(Collection entries)

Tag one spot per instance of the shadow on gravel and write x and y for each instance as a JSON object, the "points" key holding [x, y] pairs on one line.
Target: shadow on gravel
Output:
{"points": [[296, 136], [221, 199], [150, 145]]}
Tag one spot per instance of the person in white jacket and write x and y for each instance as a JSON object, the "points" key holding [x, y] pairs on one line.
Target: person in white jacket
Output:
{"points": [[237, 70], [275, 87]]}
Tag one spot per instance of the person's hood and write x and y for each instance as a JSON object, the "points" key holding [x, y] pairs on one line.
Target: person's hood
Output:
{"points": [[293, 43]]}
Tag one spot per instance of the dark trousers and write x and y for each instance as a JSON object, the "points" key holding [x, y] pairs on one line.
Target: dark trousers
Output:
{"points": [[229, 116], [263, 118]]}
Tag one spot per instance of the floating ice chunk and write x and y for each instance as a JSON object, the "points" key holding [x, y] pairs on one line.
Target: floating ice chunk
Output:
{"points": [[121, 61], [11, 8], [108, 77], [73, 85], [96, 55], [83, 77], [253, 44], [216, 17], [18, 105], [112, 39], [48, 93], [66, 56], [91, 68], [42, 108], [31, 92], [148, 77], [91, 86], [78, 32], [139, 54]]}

> [WHAT TO PRODUCE]:
Lines from the one containing "Target: person's hood" to the end of the data are to be printed exactly, including the first and last.

> [TASK RESPONSE]:
Target: person's hood
Output:
{"points": [[293, 43]]}
Tag one spot per instance of the dark trousers and write x and y for each instance as a JSON object, the "points" key holding [x, y] pairs on one line.
Target: dark trousers
Output:
{"points": [[229, 116], [263, 118]]}
Tag one spot per instance of the floating ice chunk and write x and y for each instance as a JSON object, the "points" key holding [x, y] pairs on one line.
Target: floating ice chunk
Output:
{"points": [[121, 61], [11, 8], [108, 77], [73, 85], [96, 55], [83, 77], [253, 44], [216, 17], [18, 105], [112, 39], [48, 93], [66, 56], [91, 68], [42, 108], [31, 92], [148, 77], [91, 86], [78, 32], [139, 54]]}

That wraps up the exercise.